◆ WRITTEN REQUEST
Copy the lines below word for word, starting at the line that contains "Provide the mask of every instance of the tree branch" and continuing through the last line of the rows, with both ends included.

==========

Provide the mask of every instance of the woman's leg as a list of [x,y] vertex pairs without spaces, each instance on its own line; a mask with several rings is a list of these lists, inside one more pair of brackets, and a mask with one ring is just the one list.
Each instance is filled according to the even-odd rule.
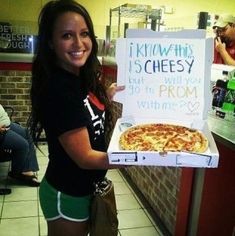
[[12,150],[12,171],[22,173],[28,163],[28,142],[13,130],[8,130],[1,145],[4,149]]
[[57,219],[47,222],[48,236],[87,236],[89,223]]
[[22,138],[24,138],[28,143],[28,153],[27,161],[25,162],[24,172],[33,171],[36,172],[39,170],[36,150],[34,147],[34,143],[32,137],[30,136],[28,130],[17,123],[11,123],[10,130],[14,131],[15,133],[19,134]]

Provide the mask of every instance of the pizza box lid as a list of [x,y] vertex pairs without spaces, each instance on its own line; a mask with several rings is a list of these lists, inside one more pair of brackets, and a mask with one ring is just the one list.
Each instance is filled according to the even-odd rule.
[[205,30],[127,30],[117,39],[114,100],[122,116],[205,120],[211,107],[213,39]]
[[[205,153],[132,151],[120,150],[120,135],[127,128],[146,123],[178,124],[201,130],[209,141],[209,147]],[[200,167],[215,168],[218,166],[219,154],[215,141],[208,129],[207,121],[185,122],[161,119],[136,119],[134,117],[122,117],[116,122],[113,135],[108,148],[110,164],[117,165],[145,165],[145,166],[174,166],[174,167]]]

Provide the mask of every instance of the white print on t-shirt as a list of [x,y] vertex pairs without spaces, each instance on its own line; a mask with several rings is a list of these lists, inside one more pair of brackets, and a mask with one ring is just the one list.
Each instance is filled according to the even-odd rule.
[[[95,129],[95,138],[94,139],[96,140],[96,138],[100,134],[104,133],[105,112],[99,110],[100,116],[99,116],[99,114],[95,114],[95,111],[98,112],[98,108],[96,108],[96,109],[92,108],[88,97],[84,99],[84,105],[85,105],[85,107],[87,107],[87,110],[89,111],[89,113],[91,115],[92,124]],[[93,105],[94,105],[94,107],[96,107],[95,104],[93,104]]]

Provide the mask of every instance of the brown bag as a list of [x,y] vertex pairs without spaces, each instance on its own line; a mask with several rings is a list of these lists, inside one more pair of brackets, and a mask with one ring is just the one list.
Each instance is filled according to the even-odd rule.
[[117,236],[118,218],[114,186],[107,178],[96,184],[91,205],[90,236]]

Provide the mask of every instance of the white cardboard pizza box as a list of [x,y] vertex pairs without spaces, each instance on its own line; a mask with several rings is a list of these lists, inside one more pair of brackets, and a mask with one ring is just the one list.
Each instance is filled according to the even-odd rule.
[[[205,30],[127,31],[118,39],[117,83],[125,85],[115,100],[123,104],[108,147],[112,164],[217,167],[219,154],[208,129],[213,39]],[[124,151],[121,133],[145,123],[180,124],[201,130],[209,140],[205,153]]]

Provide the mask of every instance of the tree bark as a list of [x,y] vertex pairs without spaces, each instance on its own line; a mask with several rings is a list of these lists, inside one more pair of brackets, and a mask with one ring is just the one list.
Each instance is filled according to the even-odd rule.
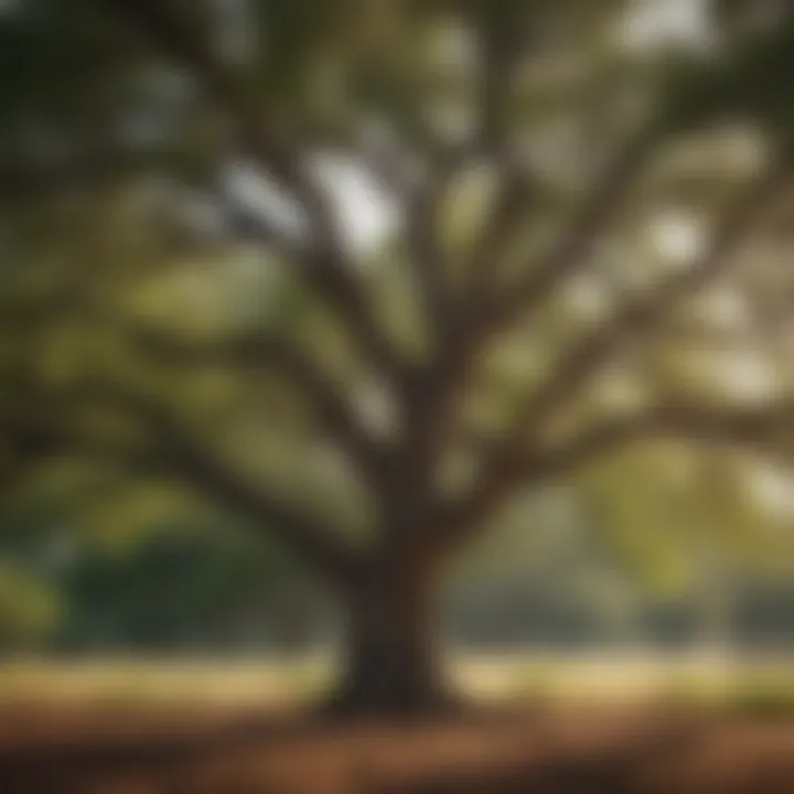
[[375,567],[348,591],[342,678],[329,702],[339,716],[404,716],[446,710],[452,698],[437,647],[436,570],[404,562]]

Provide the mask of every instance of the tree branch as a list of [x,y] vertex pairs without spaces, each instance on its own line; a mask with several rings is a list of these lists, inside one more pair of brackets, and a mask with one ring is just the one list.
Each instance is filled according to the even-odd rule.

==========

◆ WRITTEN RESPONSE
Provide the mask of every instance of the tree branch as a list of [x,y] vertex pairs without spaces, each instance on its own line; a mask with several rings is a list of these lists, inside one more pair of brackets, and a mask with one ring is just the one list.
Each instance is filled according to the even-odd rule.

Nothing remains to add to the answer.